Everyone has their own timeline for taking the AREs and, let me tell you, mine was LONG! When I started logging hours, NCARB’s program was IDP (Intern Development Program) - the precursor to the current AXP (Architectural Experience Program). With AXP, you can start earning hours quickly but that was not the case for IDP. For the later rendition of IDP, one had to be well into their accredited program to start counting hours towards sitting for the exams. 

As an eager, budding architecture professional, I started working for a large, international firm right after my first year of architecture school. I had that lined up before I even started architecture school! I worked for this firm throughout my undergraduate years during summer and winter breaks. In my final year of architecture school, disaster struck the nation - 9/11. I attended school in central New York with family in New York City, so it hit particularly close to home. It also hit the building industry and finding employment as a new graduate was difficult. I moved home to Minneapolis where the economy was not as resilient and worked for a financial firm in order to make ends meet. I knew I wanted to go back to architecture and back East, so I applied to graduate programs. About a year after earning my B.Arch degree, I was back in New York to earn my M.Arch. During this time, I found employment and worked during school, accumulating more hours for my IDP.

▶ MATERIAL PROVIDED:
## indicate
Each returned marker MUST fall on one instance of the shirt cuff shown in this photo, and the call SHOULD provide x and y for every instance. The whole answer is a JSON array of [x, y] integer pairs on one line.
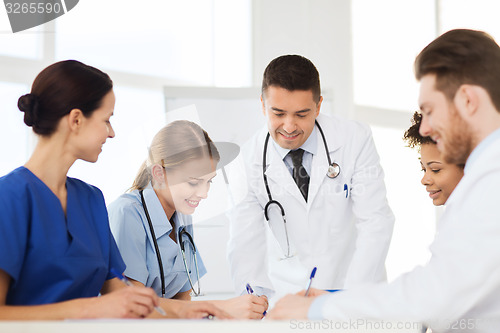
[[315, 310]]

▶ REQUIRED TASK A: In the ARE timeline text, what was the program that preceded NCARB's current AXP?
▶ REQUIRED TASK B: Please output the stretch of the ARE timeline text from "Everyone has their" through "for the exams.".

▶ WRITTEN REPLY A: IDP (Intern Development Program)

▶ WRITTEN REPLY B:
Everyone has their own timeline for taking the AREs and, let me tell you, mine was LONG! When I started logging hours, NCARB’s program was IDP (Intern Development Program) - the precursor to the current AXP (Architectural Experience Program). With AXP, you can start earning hours quickly but that was not the case for IDP. For the later rendition of IDP, one had to be well into their accredited program to start counting hours towards sitting for the exams.